- [Text excerpt]
=== Section Start ===

Prom 4: Lully, Rameau, Delibes, Massenet, and the 1913 Rite of Spring – Les Siècles/François-Xavier Roth

Lully
Le bourgeois gentilhomme– Overture and dances
Rameau
Les Indes galantes – dances
Delibes
Coppélia [selections]
Massenet
Le Cid – ballet music [selections]
Stravinsky
The Rite of Spring [“re-creation of the score as heard at its 1913 premiere; UK premiere in this form”]

Les Siècles
François-Xavier Roth


Reviewed by: Colin Anderson

Reviewed: 14 July, 2013
Venue: Royal Albert Hall, London

François-Xavier Roth conducts Les Siècles at the BBC Proms 2013. Photograph: BBC/Sisi BurnAn instrument for every occasion! On Bastille Day, Les Siècles (a French orchestra with its French founder-conductor) brought along various such apparatuses from different centuries to match the music that its members were playing, culminating with The Rite of Spring, not only with the ‘right’ instruments, similar to those that informed the premiere in Paris in 1913, but also with François-Xavier Roth’s forensic examination of Stravinsky’s original manuscript and contemporaneous two-piano version, compared with subsequent revisions, and taking us back to what the divided-in-opinion first-night audience heard on 29 May in the Théâtre des Champs-Élysées.

=== Section End ===

- [Exercises]
[a] In the concert review, at which venue did the concert take place?
[b] Please say whether each statement agrees with the concert review, answering yes or no and quoting the words of the review that decide it. (i) Les Siècles is a French orchestra. (ii) The Rite of Spring had its 1913 premiere in London. (iii) The first-night audience of The Rite of Spring was of one opinion.

- [Data records]
=== Section Start ===

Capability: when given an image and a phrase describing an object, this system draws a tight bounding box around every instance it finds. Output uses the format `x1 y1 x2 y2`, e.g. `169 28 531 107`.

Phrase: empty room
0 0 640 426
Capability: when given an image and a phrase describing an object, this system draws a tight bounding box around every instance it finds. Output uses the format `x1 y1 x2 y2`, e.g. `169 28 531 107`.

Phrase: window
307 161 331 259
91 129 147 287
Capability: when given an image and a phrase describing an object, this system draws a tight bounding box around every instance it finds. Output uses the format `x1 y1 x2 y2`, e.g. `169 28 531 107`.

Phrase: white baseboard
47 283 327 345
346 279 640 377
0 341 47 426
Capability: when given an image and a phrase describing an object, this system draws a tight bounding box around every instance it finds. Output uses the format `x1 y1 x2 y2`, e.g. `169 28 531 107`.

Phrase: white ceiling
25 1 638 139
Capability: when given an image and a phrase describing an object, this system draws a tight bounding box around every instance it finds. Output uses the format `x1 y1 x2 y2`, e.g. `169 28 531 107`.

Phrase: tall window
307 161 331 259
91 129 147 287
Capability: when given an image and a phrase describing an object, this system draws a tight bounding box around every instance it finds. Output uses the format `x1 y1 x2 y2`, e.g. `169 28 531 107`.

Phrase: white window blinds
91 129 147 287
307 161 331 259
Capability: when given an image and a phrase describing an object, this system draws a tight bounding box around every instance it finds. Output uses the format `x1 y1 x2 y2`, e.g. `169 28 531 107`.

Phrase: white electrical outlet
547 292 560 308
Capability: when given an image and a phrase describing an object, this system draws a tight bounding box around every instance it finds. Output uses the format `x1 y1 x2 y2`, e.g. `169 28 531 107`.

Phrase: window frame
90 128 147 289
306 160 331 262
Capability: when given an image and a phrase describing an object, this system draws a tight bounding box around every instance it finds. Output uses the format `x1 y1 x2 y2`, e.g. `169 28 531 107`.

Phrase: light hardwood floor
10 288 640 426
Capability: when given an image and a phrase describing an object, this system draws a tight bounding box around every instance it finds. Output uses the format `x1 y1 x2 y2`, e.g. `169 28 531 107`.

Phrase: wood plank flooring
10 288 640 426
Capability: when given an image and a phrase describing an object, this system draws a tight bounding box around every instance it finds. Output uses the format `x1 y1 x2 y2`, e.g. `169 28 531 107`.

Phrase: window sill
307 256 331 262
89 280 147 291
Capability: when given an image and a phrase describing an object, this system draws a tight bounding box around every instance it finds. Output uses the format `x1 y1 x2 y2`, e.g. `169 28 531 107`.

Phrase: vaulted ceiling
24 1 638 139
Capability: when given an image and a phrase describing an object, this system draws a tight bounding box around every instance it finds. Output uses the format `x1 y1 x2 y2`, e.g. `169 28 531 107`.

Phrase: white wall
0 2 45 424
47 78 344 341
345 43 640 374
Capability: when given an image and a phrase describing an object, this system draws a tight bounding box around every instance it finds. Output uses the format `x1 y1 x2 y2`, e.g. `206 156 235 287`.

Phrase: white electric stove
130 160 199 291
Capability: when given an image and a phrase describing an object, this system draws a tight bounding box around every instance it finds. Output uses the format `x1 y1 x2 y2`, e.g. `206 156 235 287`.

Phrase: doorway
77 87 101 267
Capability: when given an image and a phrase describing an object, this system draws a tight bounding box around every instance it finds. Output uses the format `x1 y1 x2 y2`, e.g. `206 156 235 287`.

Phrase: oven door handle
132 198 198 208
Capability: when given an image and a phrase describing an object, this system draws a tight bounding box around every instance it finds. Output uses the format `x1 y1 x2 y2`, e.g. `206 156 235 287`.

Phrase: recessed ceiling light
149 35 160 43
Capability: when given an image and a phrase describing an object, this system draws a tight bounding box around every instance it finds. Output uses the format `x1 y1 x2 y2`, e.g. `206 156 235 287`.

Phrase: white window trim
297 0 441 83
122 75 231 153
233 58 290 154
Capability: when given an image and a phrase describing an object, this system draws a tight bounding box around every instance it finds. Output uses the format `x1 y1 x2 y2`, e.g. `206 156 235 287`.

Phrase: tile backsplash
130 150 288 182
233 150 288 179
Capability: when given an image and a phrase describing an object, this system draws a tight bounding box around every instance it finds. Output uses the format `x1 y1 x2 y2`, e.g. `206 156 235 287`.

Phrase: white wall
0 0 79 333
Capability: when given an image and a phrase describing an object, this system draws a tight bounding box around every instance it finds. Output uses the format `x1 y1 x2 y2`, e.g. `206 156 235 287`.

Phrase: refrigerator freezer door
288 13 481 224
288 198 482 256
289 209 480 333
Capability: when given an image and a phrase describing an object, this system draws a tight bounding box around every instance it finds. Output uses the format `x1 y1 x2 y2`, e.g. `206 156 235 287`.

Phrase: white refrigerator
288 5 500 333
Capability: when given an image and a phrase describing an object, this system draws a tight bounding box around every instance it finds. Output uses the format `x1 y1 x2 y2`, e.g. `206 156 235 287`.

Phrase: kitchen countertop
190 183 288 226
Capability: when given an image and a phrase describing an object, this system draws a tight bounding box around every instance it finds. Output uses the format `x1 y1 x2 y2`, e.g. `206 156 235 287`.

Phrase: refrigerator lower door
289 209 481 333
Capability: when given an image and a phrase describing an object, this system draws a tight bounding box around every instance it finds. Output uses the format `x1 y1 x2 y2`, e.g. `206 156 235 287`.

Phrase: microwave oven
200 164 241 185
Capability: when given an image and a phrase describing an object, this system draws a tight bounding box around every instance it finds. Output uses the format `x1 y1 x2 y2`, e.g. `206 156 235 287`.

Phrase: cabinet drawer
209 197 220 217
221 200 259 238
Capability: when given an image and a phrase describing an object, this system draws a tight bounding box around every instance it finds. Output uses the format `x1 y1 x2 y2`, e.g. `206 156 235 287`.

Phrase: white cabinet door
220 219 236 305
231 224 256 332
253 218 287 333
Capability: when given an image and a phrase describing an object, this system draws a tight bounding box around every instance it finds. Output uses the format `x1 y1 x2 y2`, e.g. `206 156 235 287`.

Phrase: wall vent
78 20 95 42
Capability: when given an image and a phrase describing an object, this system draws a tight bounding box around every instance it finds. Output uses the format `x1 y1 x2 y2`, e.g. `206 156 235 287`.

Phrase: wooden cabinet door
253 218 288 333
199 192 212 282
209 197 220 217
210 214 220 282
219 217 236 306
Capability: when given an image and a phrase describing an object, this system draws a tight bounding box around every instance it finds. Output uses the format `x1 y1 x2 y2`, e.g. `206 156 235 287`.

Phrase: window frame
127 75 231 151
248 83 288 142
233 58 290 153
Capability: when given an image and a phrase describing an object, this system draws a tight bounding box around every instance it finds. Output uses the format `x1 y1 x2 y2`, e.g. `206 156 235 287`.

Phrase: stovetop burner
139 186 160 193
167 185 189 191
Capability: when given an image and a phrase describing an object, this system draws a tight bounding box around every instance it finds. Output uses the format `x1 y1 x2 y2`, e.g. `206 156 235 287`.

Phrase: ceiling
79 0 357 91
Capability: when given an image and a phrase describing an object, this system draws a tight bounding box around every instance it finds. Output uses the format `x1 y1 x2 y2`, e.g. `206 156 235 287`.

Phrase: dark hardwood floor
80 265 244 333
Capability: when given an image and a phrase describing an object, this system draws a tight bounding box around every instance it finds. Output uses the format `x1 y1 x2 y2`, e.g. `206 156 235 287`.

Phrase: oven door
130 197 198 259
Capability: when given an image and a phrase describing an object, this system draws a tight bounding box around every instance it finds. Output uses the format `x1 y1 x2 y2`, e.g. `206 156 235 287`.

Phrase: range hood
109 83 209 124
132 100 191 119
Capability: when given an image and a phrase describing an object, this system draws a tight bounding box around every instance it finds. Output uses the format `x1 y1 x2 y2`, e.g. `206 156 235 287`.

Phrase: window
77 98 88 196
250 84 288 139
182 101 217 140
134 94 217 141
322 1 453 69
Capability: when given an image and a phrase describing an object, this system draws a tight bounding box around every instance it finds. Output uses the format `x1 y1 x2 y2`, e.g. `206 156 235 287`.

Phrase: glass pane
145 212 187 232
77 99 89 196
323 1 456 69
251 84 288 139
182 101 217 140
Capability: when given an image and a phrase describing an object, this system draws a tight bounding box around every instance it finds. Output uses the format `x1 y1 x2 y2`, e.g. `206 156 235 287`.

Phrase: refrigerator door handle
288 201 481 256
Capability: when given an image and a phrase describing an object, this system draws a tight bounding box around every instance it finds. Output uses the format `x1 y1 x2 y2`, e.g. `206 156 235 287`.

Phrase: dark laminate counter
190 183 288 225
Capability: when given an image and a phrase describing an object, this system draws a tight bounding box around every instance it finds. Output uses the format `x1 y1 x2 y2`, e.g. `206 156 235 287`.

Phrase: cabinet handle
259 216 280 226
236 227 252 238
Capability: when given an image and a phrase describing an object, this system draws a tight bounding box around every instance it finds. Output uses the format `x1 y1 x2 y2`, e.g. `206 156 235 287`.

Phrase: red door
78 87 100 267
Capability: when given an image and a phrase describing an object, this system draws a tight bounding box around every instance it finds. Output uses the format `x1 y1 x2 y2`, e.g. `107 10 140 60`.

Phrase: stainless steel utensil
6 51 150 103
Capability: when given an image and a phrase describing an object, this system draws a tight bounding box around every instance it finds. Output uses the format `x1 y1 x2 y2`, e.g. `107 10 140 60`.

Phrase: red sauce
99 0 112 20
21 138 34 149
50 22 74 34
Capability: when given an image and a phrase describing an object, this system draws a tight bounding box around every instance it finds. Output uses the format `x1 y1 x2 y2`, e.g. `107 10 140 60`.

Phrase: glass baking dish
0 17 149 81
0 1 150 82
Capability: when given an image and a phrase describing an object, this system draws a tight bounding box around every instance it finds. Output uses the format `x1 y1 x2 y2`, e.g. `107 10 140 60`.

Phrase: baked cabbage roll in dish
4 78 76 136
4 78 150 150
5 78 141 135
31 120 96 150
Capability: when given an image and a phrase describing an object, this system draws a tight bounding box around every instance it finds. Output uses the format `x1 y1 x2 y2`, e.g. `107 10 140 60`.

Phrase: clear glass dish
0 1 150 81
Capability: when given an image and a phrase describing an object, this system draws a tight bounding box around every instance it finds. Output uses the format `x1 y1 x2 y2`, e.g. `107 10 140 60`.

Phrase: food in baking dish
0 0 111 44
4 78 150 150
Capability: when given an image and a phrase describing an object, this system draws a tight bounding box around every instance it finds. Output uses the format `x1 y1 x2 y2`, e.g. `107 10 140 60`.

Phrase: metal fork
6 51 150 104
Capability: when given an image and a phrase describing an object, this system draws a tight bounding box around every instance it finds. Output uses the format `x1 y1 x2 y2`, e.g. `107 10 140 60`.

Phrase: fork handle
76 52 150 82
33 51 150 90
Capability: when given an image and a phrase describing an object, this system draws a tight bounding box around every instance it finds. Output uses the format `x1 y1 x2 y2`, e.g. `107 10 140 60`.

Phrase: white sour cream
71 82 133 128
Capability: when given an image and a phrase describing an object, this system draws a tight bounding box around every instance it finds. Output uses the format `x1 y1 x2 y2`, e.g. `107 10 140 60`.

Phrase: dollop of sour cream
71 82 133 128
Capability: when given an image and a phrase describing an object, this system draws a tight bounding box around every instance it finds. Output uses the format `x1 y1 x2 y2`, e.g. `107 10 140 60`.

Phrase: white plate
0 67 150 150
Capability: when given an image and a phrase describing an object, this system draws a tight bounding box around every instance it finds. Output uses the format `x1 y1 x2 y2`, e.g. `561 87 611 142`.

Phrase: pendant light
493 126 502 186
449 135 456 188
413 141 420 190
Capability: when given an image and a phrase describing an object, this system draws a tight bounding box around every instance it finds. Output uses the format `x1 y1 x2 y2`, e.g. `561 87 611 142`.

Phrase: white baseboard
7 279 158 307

=== Section End ===

- [Your written answers]
[a] Royal Albert Hall, London

[b]
(i) Yes: "a French orchestra with its French founder-conductor"
(ii) No: "the premiere in Paris in 1913"
(iii) No: "the divided-in-opinion first-night audience"